[Detection annotation records]

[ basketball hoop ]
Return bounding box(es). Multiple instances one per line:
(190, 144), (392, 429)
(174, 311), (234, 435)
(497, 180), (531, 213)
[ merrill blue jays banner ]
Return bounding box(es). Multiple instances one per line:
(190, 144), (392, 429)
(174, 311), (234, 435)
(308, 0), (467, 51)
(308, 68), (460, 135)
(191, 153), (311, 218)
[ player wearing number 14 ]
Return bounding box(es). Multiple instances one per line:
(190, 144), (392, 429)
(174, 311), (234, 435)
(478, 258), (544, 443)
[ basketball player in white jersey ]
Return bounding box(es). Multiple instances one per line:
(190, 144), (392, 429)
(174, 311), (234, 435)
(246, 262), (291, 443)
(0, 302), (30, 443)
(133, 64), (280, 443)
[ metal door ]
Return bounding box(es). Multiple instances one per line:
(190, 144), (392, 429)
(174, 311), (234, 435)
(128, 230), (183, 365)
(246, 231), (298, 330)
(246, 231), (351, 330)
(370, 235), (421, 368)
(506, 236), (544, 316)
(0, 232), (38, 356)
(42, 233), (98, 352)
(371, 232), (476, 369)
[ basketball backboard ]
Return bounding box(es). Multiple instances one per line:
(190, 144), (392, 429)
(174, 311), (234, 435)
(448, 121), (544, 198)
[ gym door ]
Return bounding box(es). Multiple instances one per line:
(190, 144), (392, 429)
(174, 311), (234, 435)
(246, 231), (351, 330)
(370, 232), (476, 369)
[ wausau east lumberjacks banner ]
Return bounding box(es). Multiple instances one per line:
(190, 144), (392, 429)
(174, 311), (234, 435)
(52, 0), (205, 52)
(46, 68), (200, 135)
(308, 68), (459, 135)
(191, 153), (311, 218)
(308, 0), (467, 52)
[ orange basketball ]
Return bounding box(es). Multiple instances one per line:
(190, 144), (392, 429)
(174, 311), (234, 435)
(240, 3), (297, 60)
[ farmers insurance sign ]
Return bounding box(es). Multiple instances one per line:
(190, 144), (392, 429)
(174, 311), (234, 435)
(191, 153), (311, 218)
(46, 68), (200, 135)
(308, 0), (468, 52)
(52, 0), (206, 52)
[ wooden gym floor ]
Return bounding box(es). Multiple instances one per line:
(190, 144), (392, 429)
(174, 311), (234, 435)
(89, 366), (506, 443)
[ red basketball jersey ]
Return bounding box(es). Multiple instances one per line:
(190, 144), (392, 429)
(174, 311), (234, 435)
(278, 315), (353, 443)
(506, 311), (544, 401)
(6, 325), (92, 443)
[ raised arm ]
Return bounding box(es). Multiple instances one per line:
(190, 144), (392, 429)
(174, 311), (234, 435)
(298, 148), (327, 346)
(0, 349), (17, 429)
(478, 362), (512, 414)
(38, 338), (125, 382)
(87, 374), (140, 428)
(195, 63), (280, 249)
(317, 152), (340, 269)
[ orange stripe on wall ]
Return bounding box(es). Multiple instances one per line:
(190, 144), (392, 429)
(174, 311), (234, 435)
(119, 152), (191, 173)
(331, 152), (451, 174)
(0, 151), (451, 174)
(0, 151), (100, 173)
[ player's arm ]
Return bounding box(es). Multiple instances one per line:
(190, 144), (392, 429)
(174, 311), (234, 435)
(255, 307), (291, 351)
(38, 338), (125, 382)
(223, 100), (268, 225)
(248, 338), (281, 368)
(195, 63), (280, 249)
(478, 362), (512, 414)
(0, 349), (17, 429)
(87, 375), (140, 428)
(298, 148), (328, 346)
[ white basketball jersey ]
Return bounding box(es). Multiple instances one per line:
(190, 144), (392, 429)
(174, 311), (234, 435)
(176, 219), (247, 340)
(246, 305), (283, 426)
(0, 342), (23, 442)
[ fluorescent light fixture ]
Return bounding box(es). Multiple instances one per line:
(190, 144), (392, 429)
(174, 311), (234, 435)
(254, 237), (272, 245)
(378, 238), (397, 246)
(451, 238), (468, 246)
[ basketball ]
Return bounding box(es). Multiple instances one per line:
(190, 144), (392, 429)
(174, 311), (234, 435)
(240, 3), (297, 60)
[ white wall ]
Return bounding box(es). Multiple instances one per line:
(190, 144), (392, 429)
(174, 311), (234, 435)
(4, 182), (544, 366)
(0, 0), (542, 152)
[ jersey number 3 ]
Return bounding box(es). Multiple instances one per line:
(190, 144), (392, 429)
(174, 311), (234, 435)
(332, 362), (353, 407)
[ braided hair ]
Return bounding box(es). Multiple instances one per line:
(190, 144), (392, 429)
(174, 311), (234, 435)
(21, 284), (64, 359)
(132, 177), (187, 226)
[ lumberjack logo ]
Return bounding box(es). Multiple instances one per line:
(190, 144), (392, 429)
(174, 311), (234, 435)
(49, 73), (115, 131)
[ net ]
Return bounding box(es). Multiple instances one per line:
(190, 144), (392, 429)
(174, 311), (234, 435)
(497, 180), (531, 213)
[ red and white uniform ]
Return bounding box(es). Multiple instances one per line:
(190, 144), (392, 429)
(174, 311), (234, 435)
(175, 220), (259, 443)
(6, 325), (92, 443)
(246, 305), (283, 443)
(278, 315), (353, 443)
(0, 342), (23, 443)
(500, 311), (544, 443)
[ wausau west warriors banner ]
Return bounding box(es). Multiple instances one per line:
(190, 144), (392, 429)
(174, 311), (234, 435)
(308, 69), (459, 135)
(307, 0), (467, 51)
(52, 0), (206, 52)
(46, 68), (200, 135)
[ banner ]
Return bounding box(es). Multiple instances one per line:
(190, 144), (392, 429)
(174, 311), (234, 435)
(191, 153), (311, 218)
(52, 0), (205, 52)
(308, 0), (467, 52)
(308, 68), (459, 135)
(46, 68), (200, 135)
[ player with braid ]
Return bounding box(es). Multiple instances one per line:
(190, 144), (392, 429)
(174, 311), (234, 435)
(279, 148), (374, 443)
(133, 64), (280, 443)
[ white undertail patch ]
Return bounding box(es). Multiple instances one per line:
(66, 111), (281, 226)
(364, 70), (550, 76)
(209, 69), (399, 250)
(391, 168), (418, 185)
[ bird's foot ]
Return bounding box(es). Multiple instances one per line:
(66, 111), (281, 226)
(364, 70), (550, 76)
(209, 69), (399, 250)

Task brief —
Repeat the items from the line that has "[ white basketball jersey ]" through the line that has "(0, 0), (542, 152)", switching "fluorescent light fixture" to "overhead lamp" and leaving everything else unchanged. Give only those lines.

Task response —
[ white basketball jersey ]
Return bounding box(es). Multiple instances one per line:
(190, 144), (392, 429)
(174, 311), (234, 435)
(176, 219), (247, 340)
(246, 305), (283, 426)
(0, 342), (23, 442)
[ overhead lamp ]
Return bounding box(es). Multiple instances one per line:
(190, 144), (392, 429)
(174, 311), (234, 435)
(254, 237), (272, 245)
(378, 238), (397, 246)
(451, 238), (468, 246)
[ basketball ]
Return bounding box(es). Multiple instances one per line:
(190, 144), (392, 429)
(174, 311), (234, 435)
(240, 3), (297, 60)
[ white wall ]
Return bounding box(es). Multiple instances one per line:
(190, 144), (392, 429)
(174, 311), (234, 435)
(4, 182), (544, 366)
(0, 0), (542, 152)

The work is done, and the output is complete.